Problem description: Report each line below that contains the word "palm". Case counts.

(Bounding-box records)

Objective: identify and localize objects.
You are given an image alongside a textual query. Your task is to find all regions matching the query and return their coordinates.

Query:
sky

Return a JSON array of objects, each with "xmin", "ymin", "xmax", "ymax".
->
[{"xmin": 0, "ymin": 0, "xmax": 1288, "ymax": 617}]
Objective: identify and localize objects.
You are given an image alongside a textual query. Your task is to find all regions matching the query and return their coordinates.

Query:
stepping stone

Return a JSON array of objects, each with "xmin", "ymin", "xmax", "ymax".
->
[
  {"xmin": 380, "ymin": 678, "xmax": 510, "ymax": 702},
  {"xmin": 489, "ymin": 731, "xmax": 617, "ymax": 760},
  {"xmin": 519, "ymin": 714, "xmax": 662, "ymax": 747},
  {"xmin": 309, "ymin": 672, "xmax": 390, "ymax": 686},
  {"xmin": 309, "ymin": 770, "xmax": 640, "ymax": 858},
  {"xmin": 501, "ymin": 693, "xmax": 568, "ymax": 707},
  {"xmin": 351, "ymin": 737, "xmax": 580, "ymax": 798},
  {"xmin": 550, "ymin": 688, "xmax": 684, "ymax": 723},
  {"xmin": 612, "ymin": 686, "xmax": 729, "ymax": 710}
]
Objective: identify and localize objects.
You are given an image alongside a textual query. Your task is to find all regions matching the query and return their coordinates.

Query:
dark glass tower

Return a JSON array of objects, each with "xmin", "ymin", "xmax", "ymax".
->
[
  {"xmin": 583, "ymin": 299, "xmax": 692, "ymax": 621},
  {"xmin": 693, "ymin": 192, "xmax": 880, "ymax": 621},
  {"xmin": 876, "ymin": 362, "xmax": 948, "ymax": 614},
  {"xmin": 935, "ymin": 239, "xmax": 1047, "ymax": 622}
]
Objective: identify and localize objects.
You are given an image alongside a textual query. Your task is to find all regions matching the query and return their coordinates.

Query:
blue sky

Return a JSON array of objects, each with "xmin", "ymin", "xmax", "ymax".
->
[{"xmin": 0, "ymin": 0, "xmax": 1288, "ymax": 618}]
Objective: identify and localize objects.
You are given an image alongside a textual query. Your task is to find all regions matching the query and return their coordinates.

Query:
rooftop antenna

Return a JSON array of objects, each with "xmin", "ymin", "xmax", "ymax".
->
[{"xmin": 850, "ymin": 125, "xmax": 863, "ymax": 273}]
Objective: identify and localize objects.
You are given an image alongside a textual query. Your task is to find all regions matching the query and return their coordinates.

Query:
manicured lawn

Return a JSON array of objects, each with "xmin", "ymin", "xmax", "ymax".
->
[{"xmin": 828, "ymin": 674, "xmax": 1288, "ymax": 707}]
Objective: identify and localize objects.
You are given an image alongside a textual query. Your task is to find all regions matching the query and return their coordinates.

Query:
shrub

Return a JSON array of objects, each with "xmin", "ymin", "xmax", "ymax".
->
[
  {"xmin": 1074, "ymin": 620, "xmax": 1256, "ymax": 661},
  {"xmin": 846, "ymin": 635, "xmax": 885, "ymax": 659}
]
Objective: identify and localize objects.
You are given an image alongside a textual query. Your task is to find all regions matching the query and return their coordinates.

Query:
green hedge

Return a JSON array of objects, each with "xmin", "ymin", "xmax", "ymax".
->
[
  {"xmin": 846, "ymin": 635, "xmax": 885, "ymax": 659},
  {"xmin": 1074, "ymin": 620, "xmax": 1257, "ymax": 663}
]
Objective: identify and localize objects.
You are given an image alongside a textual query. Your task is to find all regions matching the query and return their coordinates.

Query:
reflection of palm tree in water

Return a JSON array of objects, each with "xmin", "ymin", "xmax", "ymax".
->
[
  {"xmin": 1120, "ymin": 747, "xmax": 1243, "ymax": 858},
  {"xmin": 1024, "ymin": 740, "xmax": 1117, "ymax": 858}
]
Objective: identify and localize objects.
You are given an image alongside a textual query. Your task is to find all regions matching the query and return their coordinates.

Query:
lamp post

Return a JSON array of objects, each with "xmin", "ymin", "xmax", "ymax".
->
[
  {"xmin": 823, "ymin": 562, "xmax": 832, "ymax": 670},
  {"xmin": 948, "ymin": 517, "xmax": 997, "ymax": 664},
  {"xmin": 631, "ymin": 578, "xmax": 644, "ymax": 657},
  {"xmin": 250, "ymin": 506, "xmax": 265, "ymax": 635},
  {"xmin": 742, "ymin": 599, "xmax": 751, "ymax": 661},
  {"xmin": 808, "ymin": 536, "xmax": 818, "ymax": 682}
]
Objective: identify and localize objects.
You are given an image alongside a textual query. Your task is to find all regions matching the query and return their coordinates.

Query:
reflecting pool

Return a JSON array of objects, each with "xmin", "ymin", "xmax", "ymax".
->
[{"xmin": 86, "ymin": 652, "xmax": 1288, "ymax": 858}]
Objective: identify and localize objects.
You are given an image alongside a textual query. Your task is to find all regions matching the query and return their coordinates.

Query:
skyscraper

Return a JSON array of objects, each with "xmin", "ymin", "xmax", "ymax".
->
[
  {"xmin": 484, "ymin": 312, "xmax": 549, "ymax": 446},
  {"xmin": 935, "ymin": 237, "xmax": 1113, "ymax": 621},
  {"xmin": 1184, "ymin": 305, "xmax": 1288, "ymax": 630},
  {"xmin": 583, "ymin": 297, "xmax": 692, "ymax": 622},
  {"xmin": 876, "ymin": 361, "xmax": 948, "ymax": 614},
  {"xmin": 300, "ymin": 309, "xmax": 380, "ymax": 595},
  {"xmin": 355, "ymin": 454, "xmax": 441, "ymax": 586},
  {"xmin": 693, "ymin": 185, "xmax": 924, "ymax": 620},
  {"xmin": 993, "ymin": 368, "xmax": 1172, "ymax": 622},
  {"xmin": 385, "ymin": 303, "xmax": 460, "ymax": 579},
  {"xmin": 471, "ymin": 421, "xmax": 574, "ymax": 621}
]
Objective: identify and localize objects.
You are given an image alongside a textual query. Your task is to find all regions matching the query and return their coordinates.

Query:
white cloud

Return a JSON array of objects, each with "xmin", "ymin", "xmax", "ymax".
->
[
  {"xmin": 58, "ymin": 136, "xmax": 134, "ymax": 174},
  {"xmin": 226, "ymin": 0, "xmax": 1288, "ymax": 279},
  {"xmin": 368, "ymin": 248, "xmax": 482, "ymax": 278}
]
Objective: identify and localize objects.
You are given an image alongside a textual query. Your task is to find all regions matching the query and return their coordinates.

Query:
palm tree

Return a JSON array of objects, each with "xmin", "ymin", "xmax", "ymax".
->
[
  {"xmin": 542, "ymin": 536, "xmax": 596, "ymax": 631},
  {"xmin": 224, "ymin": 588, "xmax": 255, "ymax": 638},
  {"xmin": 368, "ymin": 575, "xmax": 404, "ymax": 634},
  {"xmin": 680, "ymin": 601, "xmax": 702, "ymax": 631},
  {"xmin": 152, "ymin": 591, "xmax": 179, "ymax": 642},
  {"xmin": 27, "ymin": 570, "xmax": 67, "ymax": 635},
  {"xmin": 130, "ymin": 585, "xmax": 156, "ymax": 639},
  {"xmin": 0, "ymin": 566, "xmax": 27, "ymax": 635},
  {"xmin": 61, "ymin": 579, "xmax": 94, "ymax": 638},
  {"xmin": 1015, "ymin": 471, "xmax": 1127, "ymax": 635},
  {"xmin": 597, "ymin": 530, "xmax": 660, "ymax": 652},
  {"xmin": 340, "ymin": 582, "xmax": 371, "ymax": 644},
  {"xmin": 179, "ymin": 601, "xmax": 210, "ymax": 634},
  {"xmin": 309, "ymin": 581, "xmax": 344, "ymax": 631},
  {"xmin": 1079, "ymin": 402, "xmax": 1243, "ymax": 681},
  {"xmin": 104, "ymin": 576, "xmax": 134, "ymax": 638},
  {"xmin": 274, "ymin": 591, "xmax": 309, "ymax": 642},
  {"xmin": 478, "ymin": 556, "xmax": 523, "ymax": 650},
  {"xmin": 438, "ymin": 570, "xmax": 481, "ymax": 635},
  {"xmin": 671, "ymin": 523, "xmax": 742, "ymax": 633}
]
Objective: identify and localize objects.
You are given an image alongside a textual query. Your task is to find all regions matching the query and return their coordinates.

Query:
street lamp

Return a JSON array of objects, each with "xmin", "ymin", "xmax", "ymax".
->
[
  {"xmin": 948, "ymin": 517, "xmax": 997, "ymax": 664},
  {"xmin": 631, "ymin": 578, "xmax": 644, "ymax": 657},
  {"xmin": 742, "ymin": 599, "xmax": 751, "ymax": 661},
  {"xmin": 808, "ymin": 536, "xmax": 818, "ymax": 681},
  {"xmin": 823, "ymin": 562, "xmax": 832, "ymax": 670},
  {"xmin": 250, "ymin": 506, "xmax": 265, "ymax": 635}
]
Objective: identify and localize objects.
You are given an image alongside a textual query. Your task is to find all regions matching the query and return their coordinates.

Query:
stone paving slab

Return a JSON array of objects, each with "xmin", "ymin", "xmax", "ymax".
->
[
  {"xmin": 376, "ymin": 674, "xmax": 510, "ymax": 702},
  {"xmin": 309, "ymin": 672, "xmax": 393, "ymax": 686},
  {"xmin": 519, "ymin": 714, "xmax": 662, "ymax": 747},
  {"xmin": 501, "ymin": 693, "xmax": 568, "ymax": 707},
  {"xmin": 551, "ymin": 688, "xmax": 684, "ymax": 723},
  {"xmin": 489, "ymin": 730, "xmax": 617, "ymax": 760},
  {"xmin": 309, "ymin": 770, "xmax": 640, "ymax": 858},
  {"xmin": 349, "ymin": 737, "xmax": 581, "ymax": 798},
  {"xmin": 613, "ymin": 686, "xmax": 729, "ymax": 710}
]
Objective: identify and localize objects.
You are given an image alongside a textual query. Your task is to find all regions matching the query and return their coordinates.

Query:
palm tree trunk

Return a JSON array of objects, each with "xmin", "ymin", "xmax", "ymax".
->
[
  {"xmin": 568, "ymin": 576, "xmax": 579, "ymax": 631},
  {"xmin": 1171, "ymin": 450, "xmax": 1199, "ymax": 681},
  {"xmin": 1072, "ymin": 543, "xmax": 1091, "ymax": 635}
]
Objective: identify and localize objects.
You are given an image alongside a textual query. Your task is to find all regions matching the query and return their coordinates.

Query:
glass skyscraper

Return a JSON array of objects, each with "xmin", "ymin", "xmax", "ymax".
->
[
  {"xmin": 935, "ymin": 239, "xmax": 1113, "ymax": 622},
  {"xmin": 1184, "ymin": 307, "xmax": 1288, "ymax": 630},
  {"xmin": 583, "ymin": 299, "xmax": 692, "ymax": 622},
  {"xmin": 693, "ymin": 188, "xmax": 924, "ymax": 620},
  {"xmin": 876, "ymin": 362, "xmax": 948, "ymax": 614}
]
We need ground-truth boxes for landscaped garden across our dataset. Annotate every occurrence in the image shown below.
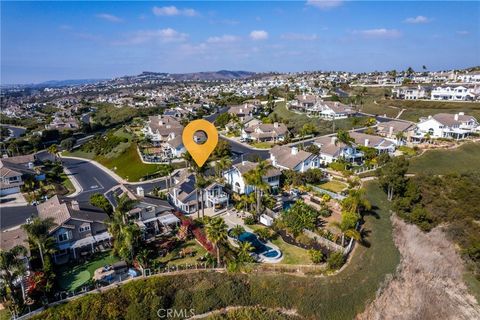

Result below:
reflection of palm tree in water
palm tree
palm tree trunk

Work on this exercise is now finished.